> TEXT SECTION:
******

Joey Fields (Scott C. Kolden) is a small boy on his school holidays who takes a liking to Marine Land sea park in California, so much so that he sneaks in through a back gate to have a closer look at the activities there. The animals there are killer whales, dolphins, seals and other ocean-going creatures - there is an aquarium as well - and Joey is captivated by the idea of getting close to them, but today he is noticed by the security guard who tries to escort him from the premises. However, he makes a friend in Louie (Marty Allen), a fisherman who catches the animals, including what they eat, and it is he who persuades the head marine biologist Dr Jack Fredericks (William Shatner) to allow Joey to stick around.
Before 2013, A Whale of a Tale was just one of many obscure family films churned out by the American independents in the nineteen-seventies, notable mainly for featuring Shatner who had recently left Star Trek; it was shot in 1971 but not released for five years after that for whatever reason. However, after 2013 a documentary called Blackfish was making waves, if you'll pardon the pun, because of its exposure of the practices of ocean parks like Sea World and indeed Marine Land which kept the killer whales in surroundings that were, according to it, deeply inhumane and cruel. If you have seen that eye-opening work, then this earlier puff piece looks a lot less than wholesome.
Seeing Joey duped into believing the creatures trapped in pools and tanks that don't look particularly spacious were actually having, er, a whale of a time, renders this coming across as a propaganda piece that brainwashed the innocent public into visiting such parks; they were very popular with school trips, for example. You find yourself seeking out examples of poor treatment, not only in the tricks that the animals are made to perform, such as a dolphin that genuinely leaps through a hoop of fire (!) to the tell-tale sign of a troubled killer whale, the broken dorsal fin, though there is the odd bit where Shatner locks up a baby seal in a cramped cage and starts filming it on a cine camera.

******

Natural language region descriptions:

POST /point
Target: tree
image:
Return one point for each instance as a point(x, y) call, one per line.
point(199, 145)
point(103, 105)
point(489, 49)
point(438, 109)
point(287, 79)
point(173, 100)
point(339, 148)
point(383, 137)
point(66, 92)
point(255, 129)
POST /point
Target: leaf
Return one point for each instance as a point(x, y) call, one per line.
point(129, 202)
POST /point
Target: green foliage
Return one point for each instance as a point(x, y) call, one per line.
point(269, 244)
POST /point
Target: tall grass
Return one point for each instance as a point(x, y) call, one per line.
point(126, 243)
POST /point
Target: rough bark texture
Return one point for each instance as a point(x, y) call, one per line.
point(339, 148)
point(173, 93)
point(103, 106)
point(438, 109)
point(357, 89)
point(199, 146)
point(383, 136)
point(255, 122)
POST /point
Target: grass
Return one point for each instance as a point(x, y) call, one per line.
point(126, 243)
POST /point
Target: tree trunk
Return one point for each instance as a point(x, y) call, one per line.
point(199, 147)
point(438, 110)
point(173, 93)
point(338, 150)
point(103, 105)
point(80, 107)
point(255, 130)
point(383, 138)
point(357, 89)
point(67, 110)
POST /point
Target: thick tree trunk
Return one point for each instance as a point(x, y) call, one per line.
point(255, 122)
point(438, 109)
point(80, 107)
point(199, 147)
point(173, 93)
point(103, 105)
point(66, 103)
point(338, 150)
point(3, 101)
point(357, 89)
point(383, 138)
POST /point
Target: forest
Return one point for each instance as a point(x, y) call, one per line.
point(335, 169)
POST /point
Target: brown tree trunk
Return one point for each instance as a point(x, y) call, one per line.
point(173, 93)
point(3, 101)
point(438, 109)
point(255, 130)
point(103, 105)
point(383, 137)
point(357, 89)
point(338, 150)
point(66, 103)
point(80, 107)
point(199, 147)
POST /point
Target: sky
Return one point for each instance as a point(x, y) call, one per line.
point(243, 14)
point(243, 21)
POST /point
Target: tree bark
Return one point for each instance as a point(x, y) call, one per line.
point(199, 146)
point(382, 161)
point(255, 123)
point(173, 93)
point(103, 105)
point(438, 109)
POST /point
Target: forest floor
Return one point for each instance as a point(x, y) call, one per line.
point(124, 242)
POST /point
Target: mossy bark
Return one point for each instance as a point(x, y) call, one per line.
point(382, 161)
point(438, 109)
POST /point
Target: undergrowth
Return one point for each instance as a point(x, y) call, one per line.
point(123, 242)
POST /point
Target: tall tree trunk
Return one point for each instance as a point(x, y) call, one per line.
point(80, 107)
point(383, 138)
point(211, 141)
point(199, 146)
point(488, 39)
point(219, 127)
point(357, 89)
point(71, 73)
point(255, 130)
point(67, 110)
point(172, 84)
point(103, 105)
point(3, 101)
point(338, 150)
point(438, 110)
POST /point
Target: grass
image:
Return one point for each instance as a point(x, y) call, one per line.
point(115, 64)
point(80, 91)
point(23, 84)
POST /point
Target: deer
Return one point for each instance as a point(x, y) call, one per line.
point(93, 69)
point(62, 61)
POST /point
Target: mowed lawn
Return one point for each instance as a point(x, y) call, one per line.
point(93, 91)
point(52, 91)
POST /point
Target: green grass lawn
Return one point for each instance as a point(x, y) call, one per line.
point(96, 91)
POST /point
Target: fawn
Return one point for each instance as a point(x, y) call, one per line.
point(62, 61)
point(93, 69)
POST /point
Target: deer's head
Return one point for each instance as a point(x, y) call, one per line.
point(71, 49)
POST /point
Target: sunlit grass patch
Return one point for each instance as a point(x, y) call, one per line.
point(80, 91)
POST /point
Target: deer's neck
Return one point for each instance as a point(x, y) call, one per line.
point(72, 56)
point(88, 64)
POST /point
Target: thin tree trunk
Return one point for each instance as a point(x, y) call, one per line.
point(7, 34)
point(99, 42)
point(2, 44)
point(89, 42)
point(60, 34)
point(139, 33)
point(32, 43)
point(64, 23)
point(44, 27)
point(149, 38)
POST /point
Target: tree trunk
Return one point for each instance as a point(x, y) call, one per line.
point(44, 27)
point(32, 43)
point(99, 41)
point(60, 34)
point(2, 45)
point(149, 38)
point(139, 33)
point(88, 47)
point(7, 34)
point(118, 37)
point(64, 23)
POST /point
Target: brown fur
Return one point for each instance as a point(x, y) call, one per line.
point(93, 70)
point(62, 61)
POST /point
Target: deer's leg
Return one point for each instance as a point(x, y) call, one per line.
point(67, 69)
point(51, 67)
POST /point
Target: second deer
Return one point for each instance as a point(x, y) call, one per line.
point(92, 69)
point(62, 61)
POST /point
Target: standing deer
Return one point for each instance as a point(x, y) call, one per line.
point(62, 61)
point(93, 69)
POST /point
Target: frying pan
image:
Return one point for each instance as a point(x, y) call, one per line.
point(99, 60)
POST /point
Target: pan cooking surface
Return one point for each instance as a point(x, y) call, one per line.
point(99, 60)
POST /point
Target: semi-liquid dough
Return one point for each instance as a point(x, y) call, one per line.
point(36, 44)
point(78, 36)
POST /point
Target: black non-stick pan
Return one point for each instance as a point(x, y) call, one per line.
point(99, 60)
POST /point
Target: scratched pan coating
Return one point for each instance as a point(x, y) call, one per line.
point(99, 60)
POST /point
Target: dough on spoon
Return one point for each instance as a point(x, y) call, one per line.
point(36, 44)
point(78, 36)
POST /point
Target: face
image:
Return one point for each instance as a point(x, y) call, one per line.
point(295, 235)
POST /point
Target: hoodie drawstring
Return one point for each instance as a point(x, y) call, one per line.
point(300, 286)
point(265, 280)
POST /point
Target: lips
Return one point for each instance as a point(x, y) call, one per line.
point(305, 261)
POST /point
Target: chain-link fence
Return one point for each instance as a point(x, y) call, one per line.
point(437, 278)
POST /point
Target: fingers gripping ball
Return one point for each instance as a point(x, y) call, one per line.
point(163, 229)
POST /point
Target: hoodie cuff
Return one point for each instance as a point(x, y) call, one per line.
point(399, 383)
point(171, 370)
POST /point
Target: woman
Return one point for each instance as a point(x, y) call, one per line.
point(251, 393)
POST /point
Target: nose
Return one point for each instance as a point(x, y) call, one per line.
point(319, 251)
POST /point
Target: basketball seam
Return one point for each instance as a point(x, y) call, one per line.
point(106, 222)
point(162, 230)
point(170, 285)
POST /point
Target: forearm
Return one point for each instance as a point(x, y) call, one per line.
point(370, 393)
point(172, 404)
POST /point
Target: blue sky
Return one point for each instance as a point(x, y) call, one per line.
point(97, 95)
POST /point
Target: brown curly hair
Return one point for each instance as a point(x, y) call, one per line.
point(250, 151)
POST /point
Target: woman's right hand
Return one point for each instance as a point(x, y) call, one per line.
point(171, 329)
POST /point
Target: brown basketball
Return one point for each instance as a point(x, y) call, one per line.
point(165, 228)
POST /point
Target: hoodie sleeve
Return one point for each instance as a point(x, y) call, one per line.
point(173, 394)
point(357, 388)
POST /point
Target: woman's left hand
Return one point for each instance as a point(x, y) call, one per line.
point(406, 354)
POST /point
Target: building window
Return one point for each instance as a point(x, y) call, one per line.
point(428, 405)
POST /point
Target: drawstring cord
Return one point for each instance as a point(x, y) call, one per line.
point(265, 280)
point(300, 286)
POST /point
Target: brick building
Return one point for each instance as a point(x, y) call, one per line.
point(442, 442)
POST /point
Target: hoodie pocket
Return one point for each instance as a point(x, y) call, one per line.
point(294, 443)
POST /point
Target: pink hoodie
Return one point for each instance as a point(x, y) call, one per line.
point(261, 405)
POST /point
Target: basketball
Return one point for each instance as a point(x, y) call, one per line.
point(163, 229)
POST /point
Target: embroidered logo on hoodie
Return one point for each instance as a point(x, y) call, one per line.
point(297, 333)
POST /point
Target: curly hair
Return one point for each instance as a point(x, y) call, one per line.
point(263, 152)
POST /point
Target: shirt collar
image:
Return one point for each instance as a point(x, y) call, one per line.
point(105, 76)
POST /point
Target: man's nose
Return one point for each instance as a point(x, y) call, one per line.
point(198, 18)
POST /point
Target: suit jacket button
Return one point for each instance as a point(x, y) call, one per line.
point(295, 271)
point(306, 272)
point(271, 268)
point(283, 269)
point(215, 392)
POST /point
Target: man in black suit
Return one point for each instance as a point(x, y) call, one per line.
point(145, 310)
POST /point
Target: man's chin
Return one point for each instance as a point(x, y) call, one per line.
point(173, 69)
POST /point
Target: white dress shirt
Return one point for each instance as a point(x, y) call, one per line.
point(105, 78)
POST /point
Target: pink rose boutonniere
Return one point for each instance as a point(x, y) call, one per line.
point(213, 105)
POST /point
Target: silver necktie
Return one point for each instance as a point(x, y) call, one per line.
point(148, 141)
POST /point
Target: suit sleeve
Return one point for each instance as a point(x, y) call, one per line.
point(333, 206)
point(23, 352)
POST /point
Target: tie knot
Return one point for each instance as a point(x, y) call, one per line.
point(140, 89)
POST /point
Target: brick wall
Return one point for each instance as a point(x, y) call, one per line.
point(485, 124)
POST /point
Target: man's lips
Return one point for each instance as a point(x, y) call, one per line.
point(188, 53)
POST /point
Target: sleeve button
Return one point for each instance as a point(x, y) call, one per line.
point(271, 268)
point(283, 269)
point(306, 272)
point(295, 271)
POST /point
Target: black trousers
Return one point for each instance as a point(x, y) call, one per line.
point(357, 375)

******

> WHAT YOU WILL DO:
Carry on the review of A Whale of a Tale, beginning right after its last sentence.

> TASK OUTPUT:
Quite what he was going to do with that footage is a mystery, presumably take it to a Marine Land party for employees and show it there so they could laugh gloatingly over it? Essentially this was a feature length advertisement for the park, though there was a diversion into a commercial for a certain popular fast food outlet, one which never passed up a chance to publicise themselves (though they missed a trick by not selling dolphin burgers). Director Ewing Miles Brown seemed to have arranged his film around the various tourist attractions, Joey leading the viewer to see what amounted to water-based circus acts and areas to get close to the beasts of the sea, though not too close as they were keen to point out these were not tame pets, they were wild animals and could rip your arm off if you're not careful.
Okay, they didn't put it in those terms, but that was the inference, and Blackfish illustrated how dangerous these whales could be, with a number of deaths attributed to them as the creatures literally went insane for lack of freedom and enforced tricks they were required to perform. All that aside, and it is a lot to put out of your mind, this would be most notable for Shatner's appearance in that wilderness period between the Star Trek franchise finishing on TV and starting up again on film, and he didn't disappoint in his Shatnerian delivery of scientific dialogue, nor his eager romancing of Joey's mother Abby Dalton when he discovers she is a widow who happens to be available, thereby providing the replacement father figure for the boy. Hey, it could have been worse, it could have been Louie. Anyway, in search of a proper ending the last act saw Joey go nuts and set out to sea in a tiny dinghy, sending the adults into a panic when they search for him all night. It all ends happily, unless you were one of the killer whales in captivity in a relic that was pretty tedious once the outrage was taken into account. Music by Jonathan Cain, including drippy guitar-led ballads aplenty.